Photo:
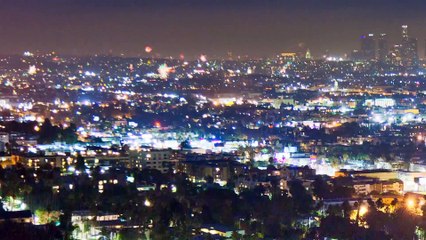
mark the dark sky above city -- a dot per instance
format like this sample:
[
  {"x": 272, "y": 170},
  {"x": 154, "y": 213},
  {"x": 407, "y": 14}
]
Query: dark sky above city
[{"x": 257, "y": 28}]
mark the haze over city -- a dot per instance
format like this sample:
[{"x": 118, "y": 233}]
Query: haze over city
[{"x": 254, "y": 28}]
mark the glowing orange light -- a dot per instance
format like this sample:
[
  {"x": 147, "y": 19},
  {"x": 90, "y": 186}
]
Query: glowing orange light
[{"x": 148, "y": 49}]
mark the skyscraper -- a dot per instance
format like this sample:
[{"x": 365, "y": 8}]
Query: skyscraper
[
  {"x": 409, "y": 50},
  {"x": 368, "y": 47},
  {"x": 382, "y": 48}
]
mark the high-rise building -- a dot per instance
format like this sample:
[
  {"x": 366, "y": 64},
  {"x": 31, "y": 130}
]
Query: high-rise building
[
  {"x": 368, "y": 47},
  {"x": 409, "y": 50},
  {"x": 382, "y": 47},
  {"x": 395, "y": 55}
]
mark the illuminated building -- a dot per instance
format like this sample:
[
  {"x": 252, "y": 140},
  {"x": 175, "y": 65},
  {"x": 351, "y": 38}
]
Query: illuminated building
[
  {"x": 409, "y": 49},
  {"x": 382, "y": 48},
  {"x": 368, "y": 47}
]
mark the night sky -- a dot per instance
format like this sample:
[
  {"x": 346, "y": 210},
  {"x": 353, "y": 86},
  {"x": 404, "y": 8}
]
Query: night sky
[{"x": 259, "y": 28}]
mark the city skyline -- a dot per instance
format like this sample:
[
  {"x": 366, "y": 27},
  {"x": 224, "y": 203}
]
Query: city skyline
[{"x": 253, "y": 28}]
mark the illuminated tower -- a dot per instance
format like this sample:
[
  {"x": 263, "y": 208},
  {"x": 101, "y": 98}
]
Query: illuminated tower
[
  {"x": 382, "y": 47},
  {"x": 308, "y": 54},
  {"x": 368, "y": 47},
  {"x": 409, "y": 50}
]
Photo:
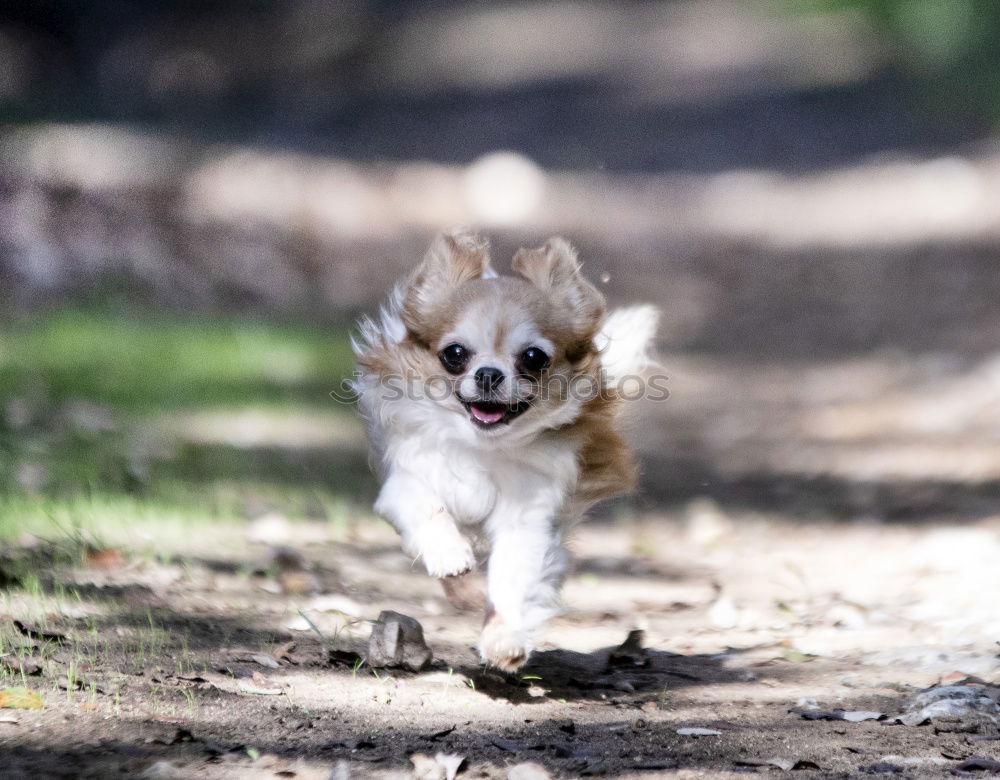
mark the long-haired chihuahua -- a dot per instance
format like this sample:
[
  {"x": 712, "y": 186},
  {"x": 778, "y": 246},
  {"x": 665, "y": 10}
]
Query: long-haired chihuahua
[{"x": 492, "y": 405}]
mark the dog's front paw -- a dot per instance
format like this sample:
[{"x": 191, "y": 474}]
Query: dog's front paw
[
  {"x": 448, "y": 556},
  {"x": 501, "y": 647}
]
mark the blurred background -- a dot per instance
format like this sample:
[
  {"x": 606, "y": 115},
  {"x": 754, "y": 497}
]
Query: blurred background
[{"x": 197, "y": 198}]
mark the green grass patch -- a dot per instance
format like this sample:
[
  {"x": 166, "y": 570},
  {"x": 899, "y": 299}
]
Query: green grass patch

[Task requirements]
Copy out all of the material above word for word, leaving out the pictures.

[The response]
Photo:
mark the dark sky above city -- a dot per instance
format like this sample:
[
  {"x": 272, "y": 170},
  {"x": 154, "y": 213},
  {"x": 407, "y": 14}
]
Query: dark sky above city
[{"x": 257, "y": 28}]
mark the haze over city -- a dot per instance
format like this sample:
[{"x": 118, "y": 233}]
Query: haze over city
[{"x": 254, "y": 28}]
mark the glowing orange light -- a dot per instance
format like this sample:
[
  {"x": 147, "y": 19},
  {"x": 90, "y": 186}
]
Query: glowing orange light
[{"x": 148, "y": 49}]
mark the skyscraper -- a dot per instance
format like this sample:
[{"x": 365, "y": 8}]
Query: skyscraper
[
  {"x": 409, "y": 50},
  {"x": 368, "y": 47},
  {"x": 382, "y": 48}
]
mark the high-rise building -- a dot per instance
format like this sample:
[
  {"x": 366, "y": 64},
  {"x": 31, "y": 130}
]
Query: high-rise building
[
  {"x": 368, "y": 47},
  {"x": 409, "y": 50},
  {"x": 382, "y": 47},
  {"x": 395, "y": 55}
]
mark the illuminated building -- a dot per instance
format like this sample:
[
  {"x": 252, "y": 140},
  {"x": 175, "y": 65},
  {"x": 351, "y": 38}
]
Query: illuminated building
[
  {"x": 409, "y": 49},
  {"x": 382, "y": 48},
  {"x": 368, "y": 47}
]
mark the night sky -- a dot per instance
format like this sample:
[
  {"x": 346, "y": 210},
  {"x": 353, "y": 86},
  {"x": 404, "y": 8}
]
Query: night sky
[{"x": 259, "y": 28}]
mark the city skyline -- a dot per instance
format like this sample:
[
  {"x": 366, "y": 27},
  {"x": 224, "y": 203}
]
Query: city skyline
[{"x": 253, "y": 28}]
mark the illuminated tower -- a dot per instance
format like this sample:
[
  {"x": 263, "y": 208},
  {"x": 101, "y": 98}
]
Query: illuminated tower
[
  {"x": 382, "y": 47},
  {"x": 308, "y": 54},
  {"x": 368, "y": 47},
  {"x": 409, "y": 50}
]
Photo:
mark the long-haired chihuahua -- a dot per instance
format like this sample:
[
  {"x": 712, "y": 186},
  {"x": 778, "y": 246},
  {"x": 665, "y": 10}
]
Query: long-haired chihuahua
[{"x": 492, "y": 405}]
mark the dog's front paw -- a dot per instance
format like this sample:
[{"x": 191, "y": 474}]
Query: dog's front paw
[
  {"x": 448, "y": 556},
  {"x": 501, "y": 647}
]
mark the blurred background -- a dot per instance
format like this sample:
[
  {"x": 606, "y": 115},
  {"x": 754, "y": 497}
]
Query: blurred background
[{"x": 197, "y": 198}]
mark the green grass patch -- a dot per instance
format like this sample:
[
  {"x": 166, "y": 570},
  {"x": 899, "y": 299}
]
Query: green grass patch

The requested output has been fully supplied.